Copy every item below word for word, and leave the pictures out of your copy.

§ The input:
++++++++++++++++++++

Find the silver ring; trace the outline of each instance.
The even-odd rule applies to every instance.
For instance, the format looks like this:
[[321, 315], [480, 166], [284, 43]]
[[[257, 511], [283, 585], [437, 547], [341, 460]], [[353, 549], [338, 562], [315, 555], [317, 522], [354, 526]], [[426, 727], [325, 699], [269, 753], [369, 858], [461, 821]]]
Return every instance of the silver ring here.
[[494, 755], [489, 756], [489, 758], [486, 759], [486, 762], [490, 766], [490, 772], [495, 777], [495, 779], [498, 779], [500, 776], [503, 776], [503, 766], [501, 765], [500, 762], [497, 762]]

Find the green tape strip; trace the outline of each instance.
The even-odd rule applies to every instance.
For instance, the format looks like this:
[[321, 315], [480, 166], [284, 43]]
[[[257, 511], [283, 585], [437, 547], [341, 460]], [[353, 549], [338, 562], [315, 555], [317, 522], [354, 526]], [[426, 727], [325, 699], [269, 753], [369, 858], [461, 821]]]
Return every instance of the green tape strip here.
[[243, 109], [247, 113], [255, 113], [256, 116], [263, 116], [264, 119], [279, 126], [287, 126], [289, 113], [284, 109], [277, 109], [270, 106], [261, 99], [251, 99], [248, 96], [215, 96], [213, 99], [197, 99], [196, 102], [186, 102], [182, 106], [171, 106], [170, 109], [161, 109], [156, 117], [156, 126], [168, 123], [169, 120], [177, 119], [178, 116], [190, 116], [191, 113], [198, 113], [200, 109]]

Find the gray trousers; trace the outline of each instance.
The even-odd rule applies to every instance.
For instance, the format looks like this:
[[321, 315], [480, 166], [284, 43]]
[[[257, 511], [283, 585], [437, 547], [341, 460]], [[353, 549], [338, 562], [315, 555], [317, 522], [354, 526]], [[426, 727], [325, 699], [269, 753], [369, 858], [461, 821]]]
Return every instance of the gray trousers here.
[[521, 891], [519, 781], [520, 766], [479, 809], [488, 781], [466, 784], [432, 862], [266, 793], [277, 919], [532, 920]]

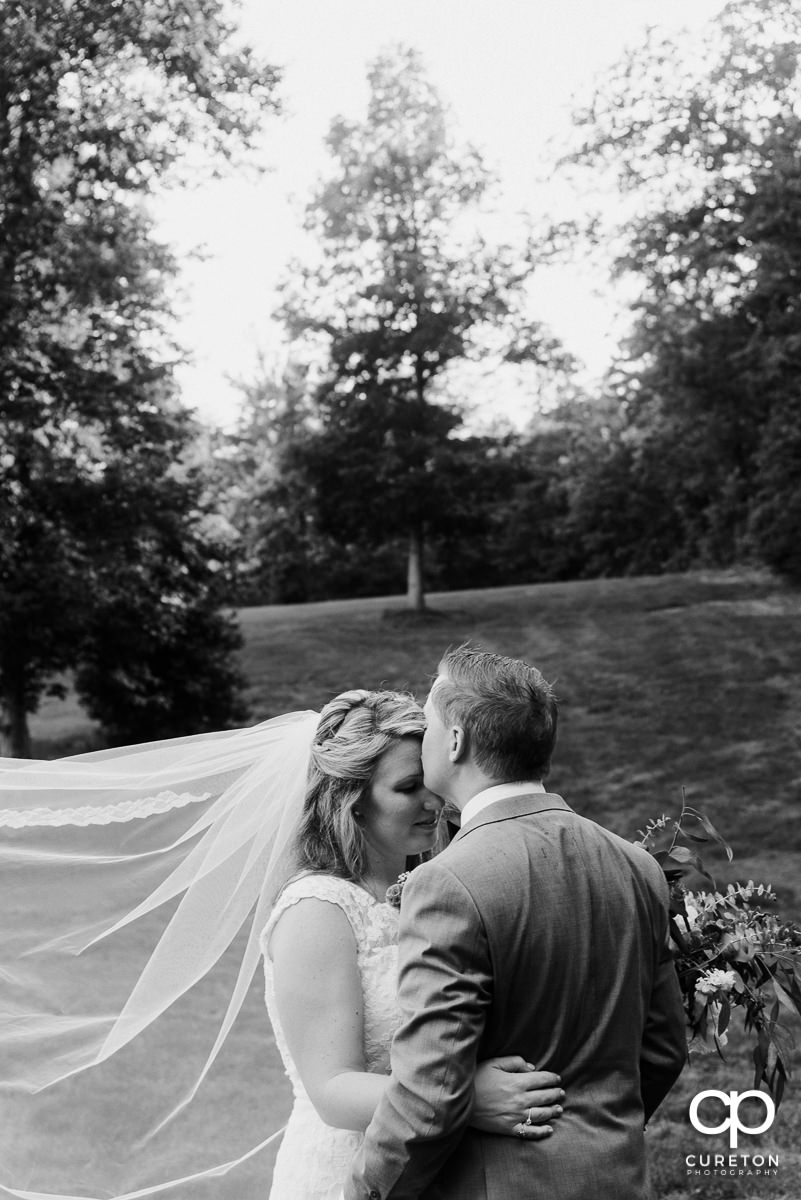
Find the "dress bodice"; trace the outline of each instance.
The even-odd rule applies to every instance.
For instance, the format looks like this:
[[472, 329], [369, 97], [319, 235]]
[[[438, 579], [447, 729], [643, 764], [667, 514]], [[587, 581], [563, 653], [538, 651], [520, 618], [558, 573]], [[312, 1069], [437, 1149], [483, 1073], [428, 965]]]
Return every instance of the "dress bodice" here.
[[[333, 1200], [362, 1139], [361, 1133], [323, 1123], [308, 1098], [287, 1045], [276, 1007], [270, 936], [282, 914], [302, 900], [324, 900], [342, 908], [356, 942], [356, 965], [363, 997], [365, 1064], [368, 1072], [390, 1070], [390, 1044], [398, 1027], [397, 1006], [398, 910], [379, 904], [349, 880], [308, 874], [281, 893], [263, 934], [265, 1000], [276, 1045], [293, 1087], [294, 1104], [278, 1153], [270, 1200]], [[308, 1153], [309, 1145], [314, 1154]]]

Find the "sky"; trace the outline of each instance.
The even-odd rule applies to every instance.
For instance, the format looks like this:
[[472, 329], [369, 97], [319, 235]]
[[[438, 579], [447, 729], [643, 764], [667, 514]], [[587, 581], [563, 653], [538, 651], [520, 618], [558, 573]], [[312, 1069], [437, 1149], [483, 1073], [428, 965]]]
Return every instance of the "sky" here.
[[[325, 174], [324, 138], [336, 115], [359, 119], [367, 65], [402, 42], [423, 55], [450, 104], [459, 140], [477, 146], [500, 178], [510, 211], [578, 211], [580, 197], [548, 180], [553, 145], [589, 95], [648, 25], [698, 29], [723, 0], [242, 0], [236, 19], [264, 58], [283, 70], [284, 113], [265, 120], [259, 161], [217, 181], [163, 196], [161, 235], [182, 264], [177, 336], [192, 356], [179, 370], [185, 401], [230, 426], [233, 380], [251, 379], [259, 355], [279, 364], [272, 318], [290, 258], [305, 251], [302, 211]], [[578, 206], [578, 208], [577, 208]], [[201, 251], [195, 259], [193, 252]], [[541, 274], [535, 316], [598, 377], [626, 328], [604, 274], [586, 262]], [[513, 413], [510, 413], [513, 419]]]

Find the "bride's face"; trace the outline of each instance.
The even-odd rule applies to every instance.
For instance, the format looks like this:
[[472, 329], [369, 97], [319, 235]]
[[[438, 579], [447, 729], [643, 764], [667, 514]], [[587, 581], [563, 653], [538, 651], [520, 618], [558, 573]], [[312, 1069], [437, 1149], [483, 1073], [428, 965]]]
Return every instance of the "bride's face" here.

++++++++++++++++++++

§ Full answer:
Find the silver ring; trace the outline of each instance.
The even-odd rule applies to every instance.
For instance, the format looks like this:
[[321, 315], [480, 166], [284, 43]]
[[[257, 511], [283, 585], [437, 547], [341, 460]], [[353, 549], [338, 562], [315, 555], [317, 522], [354, 526]], [[426, 727], [325, 699], [269, 753], [369, 858], [461, 821]]]
Return every instance of the silver ring here.
[[494, 755], [489, 756], [489, 758], [486, 759], [486, 762], [490, 766], [490, 772], [495, 777], [495, 779], [498, 779], [500, 776], [503, 776], [503, 766], [501, 765], [500, 762], [497, 762]]

Find the green tape strip; trace the outline of each instance.
The even-odd rule applies to every instance.
For instance, the format looks like this:
[[321, 315], [480, 166], [284, 43]]
[[[257, 511], [283, 585], [437, 547], [341, 460]], [[353, 549], [338, 562], [315, 555], [317, 522], [354, 526]], [[426, 727], [325, 699], [269, 753], [369, 858], [461, 821]]]
Return every instance of the green tape strip here.
[[243, 109], [247, 113], [255, 113], [256, 116], [263, 116], [264, 119], [279, 126], [287, 126], [289, 113], [284, 109], [277, 109], [270, 106], [261, 99], [251, 99], [248, 96], [215, 96], [213, 99], [197, 99], [196, 102], [186, 102], [182, 106], [171, 106], [170, 109], [161, 109], [156, 117], [156, 126], [168, 123], [169, 120], [177, 119], [178, 116], [190, 116], [191, 113], [198, 113], [200, 109]]

Find the gray trousers; trace the outline of each instance.
The even-odd rule applies to every instance.
For instance, the format looks like this:
[[321, 315], [480, 166], [284, 43]]
[[[257, 511], [283, 585], [437, 547], [341, 460]], [[353, 549], [338, 562], [315, 555], [317, 522], [354, 526]], [[426, 727], [325, 699], [269, 753], [369, 858], [461, 821]]]
Return every instance of the gray trousers here.
[[521, 891], [519, 781], [520, 766], [479, 809], [488, 781], [466, 784], [432, 862], [266, 793], [277, 919], [532, 920]]

Find the "dress bodice"; trace the outline of each instance.
The even-odd rule applies to every instance.
For instance, the format looks like this:
[[472, 329], [369, 97], [319, 235]]
[[[438, 579], [447, 729], [643, 764], [667, 514]], [[587, 581], [563, 653], [538, 651], [520, 618], [558, 573]], [[312, 1069], [437, 1149], [483, 1073], [428, 965]]]
Return every instance of the "dress bodice" here.
[[[333, 1200], [362, 1139], [361, 1133], [323, 1123], [308, 1098], [287, 1045], [276, 1007], [270, 936], [282, 914], [302, 900], [324, 900], [342, 908], [356, 942], [356, 965], [363, 997], [365, 1064], [368, 1072], [390, 1070], [390, 1044], [398, 1027], [397, 1006], [398, 910], [379, 904], [349, 880], [308, 874], [281, 893], [263, 934], [265, 1000], [276, 1045], [293, 1087], [294, 1104], [278, 1153], [270, 1200]], [[308, 1153], [309, 1145], [314, 1154]]]

Find the "sky"; trace the outline of each instance.
The even-odd rule applies to every instance.
For instance, the format looks like this:
[[472, 329], [369, 97], [319, 235]]
[[[438, 579], [447, 729], [643, 764], [667, 514]], [[587, 581], [563, 653], [538, 651], [520, 618], [558, 573]], [[312, 1069], [437, 1149], [483, 1073], [428, 965]]]
Return every instance of the "sky" here.
[[[325, 174], [324, 138], [336, 115], [359, 119], [367, 65], [402, 42], [423, 55], [450, 104], [459, 140], [477, 146], [500, 178], [510, 211], [578, 211], [580, 197], [548, 180], [553, 145], [589, 95], [648, 25], [698, 29], [723, 0], [242, 0], [236, 19], [264, 58], [283, 70], [284, 113], [265, 120], [259, 161], [217, 181], [163, 196], [161, 235], [182, 264], [177, 336], [192, 356], [179, 370], [185, 401], [230, 426], [233, 380], [251, 379], [259, 355], [279, 364], [272, 318], [290, 258], [305, 251], [302, 211]], [[578, 206], [578, 208], [577, 208]], [[201, 251], [195, 259], [193, 252]], [[541, 274], [535, 316], [598, 377], [626, 328], [604, 274], [586, 262]], [[513, 413], [510, 413], [513, 419]]]

Find the "bride's face"; trace the outline of each instance.
The even-odd rule applies to every instance.
For instance, the format looks like this:
[[472, 329], [369, 97], [319, 235]]
[[[438, 579], [447, 729], [643, 764], [667, 514]], [[587, 581], [563, 653], [538, 651], [520, 618], [558, 573]], [[312, 1069], [437, 1149], [483, 1073], [428, 965]]]
Return every instance of the "bride's face" here.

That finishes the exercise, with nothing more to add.